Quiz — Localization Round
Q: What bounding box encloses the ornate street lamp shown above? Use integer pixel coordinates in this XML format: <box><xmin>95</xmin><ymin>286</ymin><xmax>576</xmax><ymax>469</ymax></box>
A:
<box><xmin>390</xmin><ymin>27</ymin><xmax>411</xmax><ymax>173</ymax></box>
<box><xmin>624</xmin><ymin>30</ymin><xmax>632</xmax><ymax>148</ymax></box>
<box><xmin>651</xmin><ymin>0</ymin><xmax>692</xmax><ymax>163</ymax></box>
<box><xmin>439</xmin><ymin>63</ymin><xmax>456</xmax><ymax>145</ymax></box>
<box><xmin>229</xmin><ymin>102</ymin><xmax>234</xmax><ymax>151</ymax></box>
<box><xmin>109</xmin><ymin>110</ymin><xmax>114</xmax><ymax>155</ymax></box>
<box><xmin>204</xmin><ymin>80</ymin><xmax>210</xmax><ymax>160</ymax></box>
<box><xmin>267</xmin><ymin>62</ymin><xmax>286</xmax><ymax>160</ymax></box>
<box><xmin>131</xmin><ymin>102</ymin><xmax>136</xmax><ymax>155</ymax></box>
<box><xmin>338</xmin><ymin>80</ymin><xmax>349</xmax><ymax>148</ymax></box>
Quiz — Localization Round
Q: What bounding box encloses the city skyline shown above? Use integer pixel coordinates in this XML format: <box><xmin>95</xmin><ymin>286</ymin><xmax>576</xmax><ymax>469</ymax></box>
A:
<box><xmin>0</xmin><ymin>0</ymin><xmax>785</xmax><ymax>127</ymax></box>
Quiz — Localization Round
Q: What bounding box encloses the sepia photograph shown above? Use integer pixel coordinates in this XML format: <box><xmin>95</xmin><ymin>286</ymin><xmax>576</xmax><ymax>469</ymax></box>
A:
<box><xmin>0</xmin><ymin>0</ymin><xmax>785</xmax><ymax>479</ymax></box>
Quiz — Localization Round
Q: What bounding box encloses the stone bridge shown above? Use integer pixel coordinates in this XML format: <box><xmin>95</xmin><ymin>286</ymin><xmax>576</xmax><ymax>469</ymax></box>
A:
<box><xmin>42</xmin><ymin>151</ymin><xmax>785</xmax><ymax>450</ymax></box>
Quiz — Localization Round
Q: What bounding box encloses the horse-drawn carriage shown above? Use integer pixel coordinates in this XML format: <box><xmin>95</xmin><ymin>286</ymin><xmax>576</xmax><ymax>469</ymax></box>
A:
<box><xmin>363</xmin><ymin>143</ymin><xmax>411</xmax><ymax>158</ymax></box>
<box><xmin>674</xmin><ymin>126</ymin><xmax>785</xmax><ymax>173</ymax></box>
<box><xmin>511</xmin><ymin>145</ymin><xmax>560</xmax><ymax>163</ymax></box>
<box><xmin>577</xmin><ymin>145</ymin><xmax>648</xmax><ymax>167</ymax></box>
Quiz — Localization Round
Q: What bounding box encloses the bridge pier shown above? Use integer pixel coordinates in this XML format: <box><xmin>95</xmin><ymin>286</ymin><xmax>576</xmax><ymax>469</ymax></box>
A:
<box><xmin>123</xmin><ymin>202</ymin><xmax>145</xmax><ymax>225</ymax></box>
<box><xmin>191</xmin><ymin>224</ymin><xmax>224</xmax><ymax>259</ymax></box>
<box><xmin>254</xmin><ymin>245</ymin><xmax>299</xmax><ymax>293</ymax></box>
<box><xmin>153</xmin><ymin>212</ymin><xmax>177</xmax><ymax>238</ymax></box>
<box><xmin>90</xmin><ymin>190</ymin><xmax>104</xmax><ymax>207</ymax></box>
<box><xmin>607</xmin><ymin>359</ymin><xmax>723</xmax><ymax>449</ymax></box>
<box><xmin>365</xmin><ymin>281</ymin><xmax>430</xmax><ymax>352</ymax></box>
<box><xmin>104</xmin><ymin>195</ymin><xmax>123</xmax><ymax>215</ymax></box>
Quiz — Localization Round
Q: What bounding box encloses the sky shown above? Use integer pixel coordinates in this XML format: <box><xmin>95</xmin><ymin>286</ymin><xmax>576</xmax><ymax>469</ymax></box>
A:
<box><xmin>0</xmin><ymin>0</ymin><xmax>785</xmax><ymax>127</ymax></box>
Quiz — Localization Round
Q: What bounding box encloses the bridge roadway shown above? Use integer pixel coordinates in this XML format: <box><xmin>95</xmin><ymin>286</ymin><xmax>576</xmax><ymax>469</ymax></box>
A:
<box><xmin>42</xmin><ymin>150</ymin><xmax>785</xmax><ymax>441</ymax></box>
* * * * * * *
PROMPT: Identify every line in the records above that contains the string "this", and copy each such line. Case counts.

FINAL ANSWER:
Q: What bounding box encloses the ornate street lamp shown above? Use integer pixel coordinates in this XML format: <box><xmin>95</xmin><ymin>286</ymin><xmax>576</xmax><ymax>469</ymax></box>
Q: What bounding box encloses the city skyline shown above? Use integer pixel coordinates in this XML format: <box><xmin>95</xmin><ymin>286</ymin><xmax>576</xmax><ymax>469</ymax></box>
Q: What bounding box encloses the sepia photograph shown above? Use integer pixel coordinates in this XML format: <box><xmin>95</xmin><ymin>286</ymin><xmax>576</xmax><ymax>469</ymax></box>
Q: What bounding box encloses the stone bridge shown above? Use integer pixel coordinates in this XML format: <box><xmin>95</xmin><ymin>286</ymin><xmax>576</xmax><ymax>469</ymax></box>
Q: What bounding box encloses the horse-drawn carriage shown above? Use integer pixel coordinates in this XML format: <box><xmin>95</xmin><ymin>286</ymin><xmax>576</xmax><ymax>469</ymax></box>
Q: What bounding box encloses the bridge pier shown above? Use integer pixel coordinates in this XML format: <box><xmin>95</xmin><ymin>286</ymin><xmax>576</xmax><ymax>469</ymax></box>
Q: What bounding box encloses the sky shown above? Use integer pixel coordinates in this XML format: <box><xmin>95</xmin><ymin>286</ymin><xmax>576</xmax><ymax>469</ymax></box>
Q: What bounding box encloses the bridge roadway shown above? Use integer pixel coordinates in this XML format: <box><xmin>95</xmin><ymin>286</ymin><xmax>576</xmax><ymax>469</ymax></box>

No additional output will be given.